**Selection**.
►

The Dataverse
Data Spaces can be nested and overlapping, as one dataset can participate in many Data Spaces, and many applications can be built on top of one Data Space. The whole is greater than the sum of its parts : this is the Dataverse.
Overview
OKP4 is a general-purpose Ecosystem that enables XaaS (Anything as a Service) integration. Anything that is presented to the Protocol as a Service, whatever it does, whereever it is hosted or deployed (in the cloud or in premise), whoever provides it, it can be used by the Protocol. Therein lies the integration power of the protocol, which brings infinite scalability and extensibility to the entire OKP4 ecosystem.
There is a large possible typology of services already supported by the Protocol:
- Data as a Service - Services allowing data management: storage, accessibility, administration...
- Algorithm as a Service - Services that process data to produce meaningful information (i.e. knowledge), for instance: machine learning algorithms.
- Infrastructure as a Service - Services that offer computation, storage and networking resources.
- Identity as a Service - Services that offer a decentralized management of identities.
The applications that are leveraging outputs from one (or many) Data Space are not considered as resources in the Dataverse as they are not referenced in the OKP4 protocol.

◄

**Collected material**.
►

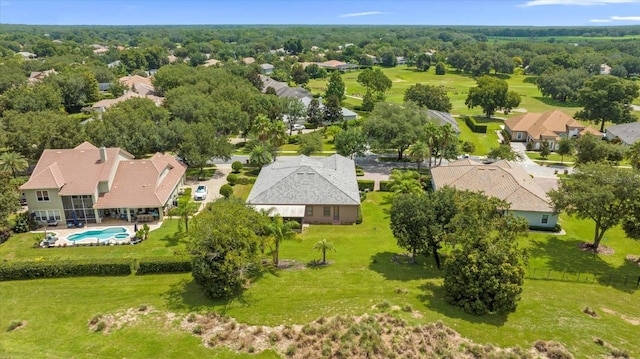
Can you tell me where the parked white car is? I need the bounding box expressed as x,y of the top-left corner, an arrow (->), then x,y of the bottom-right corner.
193,185 -> 209,201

◄

**Objective**. Turn the paragraph in the Dataverse text that begins "OKP4 is a general-purpose Ecosystem" into a short bulleted list that keeps its main facts.

**Written solution**.
- OKP4 is a general-purpose Ecosystem that enables XaaS (Anything as a Service) integration.
- The Protocol can use anything presented to it as a Service, regardless of what it does, who provides it, or where it is hosted or deployed (in the cloud or on premise).
- This is the Protocol's integration power, which brings infinite scalability and extensibility to the whole OKP4 ecosystem.